• _Exercise_
The records below should be set down in full, please, without any change.

• _Excerpted records_
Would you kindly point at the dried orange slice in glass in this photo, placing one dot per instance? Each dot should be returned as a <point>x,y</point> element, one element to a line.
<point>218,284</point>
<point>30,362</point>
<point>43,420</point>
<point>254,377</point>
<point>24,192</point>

• _Result of this task_
Would you kindly point at the dried orange slice in glass in this photo, placing one dot per instance? Each dot should be returned as a <point>x,y</point> element, one element to a line.
<point>218,284</point>
<point>30,362</point>
<point>43,420</point>
<point>254,377</point>
<point>24,192</point>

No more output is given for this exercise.